▶ Task objective
Before copying, find the line below that contains "Target: dark forest background"; then return it and all later lines exactly, up to and including the final line, with no pictures.

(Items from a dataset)
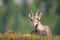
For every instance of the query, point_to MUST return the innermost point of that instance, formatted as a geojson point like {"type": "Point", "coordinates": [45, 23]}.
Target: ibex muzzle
{"type": "Point", "coordinates": [35, 19]}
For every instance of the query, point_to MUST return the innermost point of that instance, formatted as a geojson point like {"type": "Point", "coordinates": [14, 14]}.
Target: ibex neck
{"type": "Point", "coordinates": [40, 24]}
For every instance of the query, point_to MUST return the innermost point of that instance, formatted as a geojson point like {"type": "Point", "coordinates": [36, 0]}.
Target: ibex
{"type": "Point", "coordinates": [39, 28]}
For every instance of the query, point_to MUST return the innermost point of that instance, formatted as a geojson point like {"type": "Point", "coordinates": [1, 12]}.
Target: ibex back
{"type": "Point", "coordinates": [35, 19]}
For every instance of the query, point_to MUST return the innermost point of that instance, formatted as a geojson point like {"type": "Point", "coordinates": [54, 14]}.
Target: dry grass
{"type": "Point", "coordinates": [18, 36]}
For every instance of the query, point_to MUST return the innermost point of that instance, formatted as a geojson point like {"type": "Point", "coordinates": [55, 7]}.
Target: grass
{"type": "Point", "coordinates": [18, 36]}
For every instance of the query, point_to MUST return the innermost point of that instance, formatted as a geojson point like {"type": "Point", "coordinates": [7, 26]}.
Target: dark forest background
{"type": "Point", "coordinates": [14, 15]}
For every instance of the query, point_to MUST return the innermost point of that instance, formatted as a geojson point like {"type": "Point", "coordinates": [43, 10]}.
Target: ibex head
{"type": "Point", "coordinates": [35, 17]}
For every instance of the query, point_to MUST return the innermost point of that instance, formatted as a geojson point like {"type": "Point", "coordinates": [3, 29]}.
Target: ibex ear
{"type": "Point", "coordinates": [30, 14]}
{"type": "Point", "coordinates": [38, 12]}
{"type": "Point", "coordinates": [40, 15]}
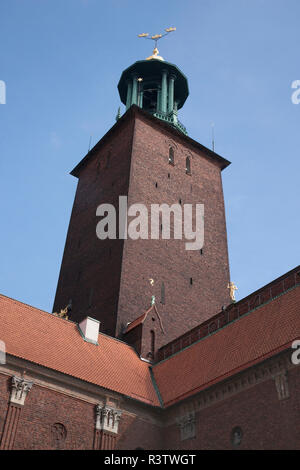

▶ Answer box
Target: dark forest background
{"type": "Point", "coordinates": [14, 15]}
For every instance of the query, point_to MUST return the innermost point of that instance, formatted as a geojson point like {"type": "Point", "coordinates": [43, 10]}.
Target: ibex head
{"type": "Point", "coordinates": [35, 17]}
For every instance of the query, point_to MUST return the innermost point of that instance, formatted as a geojson point like {"type": "Point", "coordinates": [3, 29]}.
Target: ibex ear
{"type": "Point", "coordinates": [30, 14]}
{"type": "Point", "coordinates": [38, 12]}
{"type": "Point", "coordinates": [40, 15]}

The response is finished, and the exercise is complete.